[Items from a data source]

*****

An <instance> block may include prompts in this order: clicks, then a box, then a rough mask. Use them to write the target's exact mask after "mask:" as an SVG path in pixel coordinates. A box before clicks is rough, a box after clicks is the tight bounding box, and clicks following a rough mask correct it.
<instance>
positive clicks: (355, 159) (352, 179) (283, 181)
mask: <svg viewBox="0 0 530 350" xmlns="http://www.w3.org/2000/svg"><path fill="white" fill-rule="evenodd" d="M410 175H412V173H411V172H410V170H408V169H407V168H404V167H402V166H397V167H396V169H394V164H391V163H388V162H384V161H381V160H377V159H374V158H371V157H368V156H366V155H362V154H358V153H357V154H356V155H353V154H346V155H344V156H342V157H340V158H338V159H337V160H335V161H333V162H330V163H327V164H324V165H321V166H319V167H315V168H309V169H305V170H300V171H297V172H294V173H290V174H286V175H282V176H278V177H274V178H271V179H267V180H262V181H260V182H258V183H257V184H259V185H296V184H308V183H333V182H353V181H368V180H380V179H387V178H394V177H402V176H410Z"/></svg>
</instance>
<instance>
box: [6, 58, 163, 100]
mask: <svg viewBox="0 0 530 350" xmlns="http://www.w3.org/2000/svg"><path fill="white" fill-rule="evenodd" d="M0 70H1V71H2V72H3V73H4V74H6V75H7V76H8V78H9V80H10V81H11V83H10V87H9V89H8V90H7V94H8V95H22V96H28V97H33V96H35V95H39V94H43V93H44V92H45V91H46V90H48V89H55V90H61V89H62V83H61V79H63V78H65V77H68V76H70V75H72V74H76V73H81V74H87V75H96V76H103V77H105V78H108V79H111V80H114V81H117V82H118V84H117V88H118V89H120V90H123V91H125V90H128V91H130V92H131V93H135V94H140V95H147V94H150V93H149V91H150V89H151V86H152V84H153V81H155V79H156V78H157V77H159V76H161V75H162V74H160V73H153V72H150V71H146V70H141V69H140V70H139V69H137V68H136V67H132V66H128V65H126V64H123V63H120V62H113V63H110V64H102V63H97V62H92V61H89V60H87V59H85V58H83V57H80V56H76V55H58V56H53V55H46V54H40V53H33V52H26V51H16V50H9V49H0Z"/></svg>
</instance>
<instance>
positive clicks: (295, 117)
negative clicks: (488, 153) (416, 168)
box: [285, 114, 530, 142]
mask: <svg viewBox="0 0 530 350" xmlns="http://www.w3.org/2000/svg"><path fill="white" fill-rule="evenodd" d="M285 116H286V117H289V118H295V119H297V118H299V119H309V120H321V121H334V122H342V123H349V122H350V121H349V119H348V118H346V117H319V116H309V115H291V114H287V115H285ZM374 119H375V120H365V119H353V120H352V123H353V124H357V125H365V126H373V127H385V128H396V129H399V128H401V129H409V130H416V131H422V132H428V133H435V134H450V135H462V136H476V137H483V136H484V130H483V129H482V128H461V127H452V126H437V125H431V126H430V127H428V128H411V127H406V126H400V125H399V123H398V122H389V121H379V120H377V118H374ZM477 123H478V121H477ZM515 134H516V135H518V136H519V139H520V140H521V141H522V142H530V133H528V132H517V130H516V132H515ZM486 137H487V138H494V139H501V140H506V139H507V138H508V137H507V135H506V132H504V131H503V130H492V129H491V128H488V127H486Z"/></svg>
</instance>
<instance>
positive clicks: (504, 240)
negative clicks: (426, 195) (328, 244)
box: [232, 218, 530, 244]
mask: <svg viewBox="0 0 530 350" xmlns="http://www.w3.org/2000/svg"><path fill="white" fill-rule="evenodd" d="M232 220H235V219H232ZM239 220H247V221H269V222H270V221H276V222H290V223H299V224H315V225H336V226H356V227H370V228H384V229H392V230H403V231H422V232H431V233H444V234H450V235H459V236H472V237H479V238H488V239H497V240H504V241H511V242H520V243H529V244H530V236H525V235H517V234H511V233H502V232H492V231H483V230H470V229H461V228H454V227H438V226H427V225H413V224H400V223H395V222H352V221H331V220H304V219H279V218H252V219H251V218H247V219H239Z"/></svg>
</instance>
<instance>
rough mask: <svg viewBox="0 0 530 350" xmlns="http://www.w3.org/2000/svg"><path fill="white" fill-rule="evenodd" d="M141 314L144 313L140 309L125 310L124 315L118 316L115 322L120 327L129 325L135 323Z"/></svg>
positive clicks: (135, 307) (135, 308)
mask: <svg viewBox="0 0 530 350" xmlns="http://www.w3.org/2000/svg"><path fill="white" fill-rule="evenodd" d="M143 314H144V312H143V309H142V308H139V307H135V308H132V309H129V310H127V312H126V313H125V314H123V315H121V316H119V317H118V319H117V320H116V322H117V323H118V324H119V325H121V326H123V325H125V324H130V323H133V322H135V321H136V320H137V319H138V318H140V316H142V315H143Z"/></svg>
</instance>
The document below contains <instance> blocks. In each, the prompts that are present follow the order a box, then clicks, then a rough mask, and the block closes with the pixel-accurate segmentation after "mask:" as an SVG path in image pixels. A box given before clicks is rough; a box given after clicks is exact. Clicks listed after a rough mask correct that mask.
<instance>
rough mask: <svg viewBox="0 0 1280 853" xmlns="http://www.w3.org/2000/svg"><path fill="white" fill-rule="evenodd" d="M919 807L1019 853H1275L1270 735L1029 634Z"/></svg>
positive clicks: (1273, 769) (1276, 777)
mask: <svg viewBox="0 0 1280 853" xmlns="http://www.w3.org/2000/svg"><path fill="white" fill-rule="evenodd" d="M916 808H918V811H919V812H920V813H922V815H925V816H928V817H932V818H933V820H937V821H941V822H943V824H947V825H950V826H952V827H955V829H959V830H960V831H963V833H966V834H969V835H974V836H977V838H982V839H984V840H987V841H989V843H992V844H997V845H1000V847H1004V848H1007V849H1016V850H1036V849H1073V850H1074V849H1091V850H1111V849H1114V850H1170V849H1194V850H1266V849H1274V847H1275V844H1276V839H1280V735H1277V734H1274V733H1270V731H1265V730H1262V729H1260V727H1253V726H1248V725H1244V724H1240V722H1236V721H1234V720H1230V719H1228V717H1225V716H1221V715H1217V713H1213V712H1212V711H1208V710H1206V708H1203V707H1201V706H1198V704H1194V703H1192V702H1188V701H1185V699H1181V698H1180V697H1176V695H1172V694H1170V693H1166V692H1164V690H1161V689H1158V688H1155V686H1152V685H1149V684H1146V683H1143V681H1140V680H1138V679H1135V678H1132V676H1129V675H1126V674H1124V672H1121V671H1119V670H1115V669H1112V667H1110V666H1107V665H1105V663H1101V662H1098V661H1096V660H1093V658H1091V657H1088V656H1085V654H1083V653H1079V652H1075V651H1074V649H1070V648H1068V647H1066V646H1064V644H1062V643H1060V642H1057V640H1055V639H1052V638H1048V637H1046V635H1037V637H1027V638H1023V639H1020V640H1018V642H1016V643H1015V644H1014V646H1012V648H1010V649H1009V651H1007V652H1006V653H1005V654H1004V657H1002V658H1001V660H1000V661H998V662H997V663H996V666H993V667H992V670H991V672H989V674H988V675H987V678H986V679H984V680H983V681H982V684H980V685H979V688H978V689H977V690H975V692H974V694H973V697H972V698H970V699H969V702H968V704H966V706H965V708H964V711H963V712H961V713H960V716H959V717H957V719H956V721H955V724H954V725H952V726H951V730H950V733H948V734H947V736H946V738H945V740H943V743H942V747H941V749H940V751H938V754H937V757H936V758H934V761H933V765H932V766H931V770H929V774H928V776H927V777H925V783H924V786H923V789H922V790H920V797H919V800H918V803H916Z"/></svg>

*****

* **TO-DO ITEM**
Convert every line of the records above into a JSON list of strings, with one string per line and no entries for blank lines.

* **RESULT OF THIS EXERCISE**
[
  "An <instance> block may include prompts in this order: clicks, then a box, then a rough mask. Use them to write the target's exact mask after \"mask:\" as an SVG path in pixel coordinates. A box before clicks is rough, a box after clicks is the tight bounding box, and clicks following a rough mask correct it.",
  "<instance>",
  "positive clicks: (355, 159) (352, 179) (283, 181)",
  "mask: <svg viewBox=\"0 0 530 350\" xmlns=\"http://www.w3.org/2000/svg\"><path fill=\"white\" fill-rule=\"evenodd\" d=\"M410 175H412V173H411V172H410V170H408V169H407V168H404V167H402V166H397V167H396V169H394V164H391V163H388V162H384V161H381V160H377V159H374V158H371V157H368V156H366V155H362V154H358V153H357V154H356V155H353V154H346V155H344V156H342V157H340V158H338V159H337V160H335V161H333V162H330V163H327V164H324V165H321V166H319V167H315V168H309V169H305V170H300V171H297V172H294V173H290V174H286V175H282V176H278V177H274V178H271V179H267V180H262V181H260V182H258V183H257V184H259V185H296V184H308V183H333V182H353V181H368V180H380V179H387V178H394V177H402V176H410Z\"/></svg>",
  "</instance>",
  "<instance>",
  "box: [6, 58, 163, 100]",
  "mask: <svg viewBox=\"0 0 530 350\" xmlns=\"http://www.w3.org/2000/svg\"><path fill=\"white\" fill-rule=\"evenodd\" d=\"M0 70H1V71H2V72H3V73H4V74H6V75H7V76H8V78H9V80H10V81H11V83H10V87H9V89H8V90H7V94H8V95H22V96H28V97H33V96H35V95H39V94H43V93H44V92H45V91H46V90H48V89H55V90H61V89H62V83H61V79H63V78H65V77H68V76H70V75H72V74H76V73H81V74H87V75H96V76H103V77H105V78H108V79H111V80H114V81H117V82H118V84H117V88H118V89H120V90H123V91H125V90H128V91H130V92H131V93H135V94H140V95H147V94H150V93H149V91H150V89H151V86H152V84H153V81H155V79H156V78H157V77H159V76H161V75H162V74H160V73H153V72H150V71H146V70H141V69H140V70H139V69H137V68H136V67H132V66H128V65H126V64H123V63H120V62H113V63H110V64H102V63H97V62H92V61H89V60H87V59H85V58H83V57H80V56H76V55H58V56H53V55H46V54H40V53H33V52H26V51H16V50H9V49H0Z\"/></svg>",
  "</instance>",
  "<instance>",
  "positive clicks: (295, 117)",
  "negative clicks: (488, 153) (416, 168)",
  "box: [285, 114, 530, 142]",
  "mask: <svg viewBox=\"0 0 530 350\" xmlns=\"http://www.w3.org/2000/svg\"><path fill=\"white\" fill-rule=\"evenodd\" d=\"M285 116H286V117H289V118H295V119H297V118H299V119H309V120H321V121H334V122H342V123H349V122H350V121H349V119H348V118H346V117H319V116H309V115H291V114H287V115H285ZM374 119H375V120H365V119H353V120H352V123H353V124H357V125H365V126H373V127H385V128H396V129H399V128H401V129H409V130H416V131H422V132H428V133H435V134H450V135H462V136H476V137H483V136H484V130H483V129H482V128H461V127H452V126H437V125H431V126H430V127H428V128H411V127H406V126H400V125H399V123H398V122H389V121H379V120H377V118H374ZM477 123H478V121H477ZM515 134H516V135H518V136H519V139H520V140H521V141H522V142H530V133H528V132H517V130H516V132H515ZM486 137H487V138H494V139H501V140H506V139H507V138H508V137H507V135H506V132H504V131H503V130H492V129H491V128H488V127H486Z\"/></svg>",
  "</instance>",
  "<instance>",
  "positive clicks: (504, 240)",
  "negative clicks: (426, 195) (328, 244)",
  "box: [232, 218, 530, 244]",
  "mask: <svg viewBox=\"0 0 530 350\" xmlns=\"http://www.w3.org/2000/svg\"><path fill=\"white\" fill-rule=\"evenodd\" d=\"M232 220H235V219H232ZM239 220H247V221H269V222H270V221H276V222H290V223H299V224H315V225H336V226H356V227H370V228H384V229H392V230H403V231H422V232H431V233H444V234H450V235H459V236H472V237H479V238H488V239H497V240H504V241H511V242H520V243H529V244H530V236H525V235H517V234H511V233H502V232H492V231H483V230H470V229H461V228H454V227H438V226H427V225H413V224H400V223H395V222H352V221H331V220H304V219H279V218H252V219H251V218H247V219H239Z\"/></svg>",
  "</instance>",
  "<instance>",
  "rough mask: <svg viewBox=\"0 0 530 350\" xmlns=\"http://www.w3.org/2000/svg\"><path fill=\"white\" fill-rule=\"evenodd\" d=\"M141 314L144 313L140 309L125 310L124 315L118 316L115 322L120 327L129 325L135 323Z\"/></svg>",
  "positive clicks: (135, 307) (135, 308)",
  "mask: <svg viewBox=\"0 0 530 350\" xmlns=\"http://www.w3.org/2000/svg\"><path fill=\"white\" fill-rule=\"evenodd\" d=\"M143 314H144V312H143V309H142V308H139V307H135V308H132V309H129V310H127V312H126V313H125V314H123V315H121V316H119V317H118V319H117V320H116V322H117V323H118V324H119V325H121V326H123V325H125V324H130V323H133V322H135V321H136V320H137V319H138V318H140V316H142V315H143Z\"/></svg>",
  "</instance>",
  "The document below contains <instance> blocks. In each, the prompts that are present follow the order a box, then clicks, then a rough mask, and the block closes with the pixel-accurate segmentation after \"mask:\" as an SVG path in image pixels. A box given before clicks is rough; a box given after clicks is exact. Clicks listed after a rough mask correct that mask.",
  "<instance>",
  "rough mask: <svg viewBox=\"0 0 1280 853\" xmlns=\"http://www.w3.org/2000/svg\"><path fill=\"white\" fill-rule=\"evenodd\" d=\"M919 807L1019 853H1275L1270 735L1029 634Z\"/></svg>",
  "positive clicks: (1273, 769) (1276, 777)",
  "mask: <svg viewBox=\"0 0 1280 853\" xmlns=\"http://www.w3.org/2000/svg\"><path fill=\"white\" fill-rule=\"evenodd\" d=\"M916 808H918V811H919V812H920V813H922V815H925V816H928V817H932V818H933V820H937V821H941V822H943V824H947V825H950V826H952V827H955V829H959V830H960V831H963V833H966V834H969V835H974V836H977V838H982V839H984V840H987V841H989V843H992V844H997V845H1000V847H1004V848H1007V849H1016V850H1036V849H1073V850H1074V849H1091V850H1111V849H1114V850H1170V849H1194V850H1266V849H1274V847H1275V844H1276V839H1280V735H1277V734H1274V733H1270V731H1265V730H1262V729H1260V727H1253V726H1248V725H1244V724H1240V722H1236V721H1234V720H1230V719H1228V717H1225V716H1221V715H1217V713H1213V712H1212V711H1208V710H1206V708H1203V707H1201V706H1198V704H1194V703H1192V702H1188V701H1185V699H1181V698H1180V697H1176V695H1172V694H1170V693H1166V692H1164V690H1161V689H1158V688H1155V686H1152V685H1149V684H1146V683H1143V681H1140V680H1138V679H1135V678H1132V676H1129V675H1126V674H1124V672H1121V671H1119V670H1115V669H1112V667H1110V666H1107V665H1105V663H1101V662H1098V661H1096V660H1093V658H1091V657H1088V656H1085V654H1083V653H1079V652H1075V651H1074V649H1070V648H1068V647H1066V646H1064V644H1062V643H1060V642H1057V640H1055V639H1052V638H1048V637H1046V635H1037V637H1027V638H1023V639H1020V640H1018V642H1016V643H1015V644H1014V646H1012V648H1010V649H1009V651H1007V652H1006V653H1005V654H1004V657H1002V658H1001V660H1000V661H998V662H997V663H996V666H993V667H992V670H991V672H989V674H988V675H987V678H986V679H984V680H983V681H982V684H980V685H979V688H978V689H977V690H975V692H974V694H973V697H972V698H970V699H969V702H968V704H966V706H965V708H964V711H963V712H961V713H960V716H959V717H957V719H956V721H955V724H954V725H952V726H951V730H950V733H948V734H947V736H946V738H945V740H943V743H942V747H941V749H940V751H938V754H937V757H936V758H934V761H933V765H932V766H931V770H929V774H928V776H927V777H925V783H924V786H923V789H922V790H920V797H919V800H918V803H916Z\"/></svg>"
]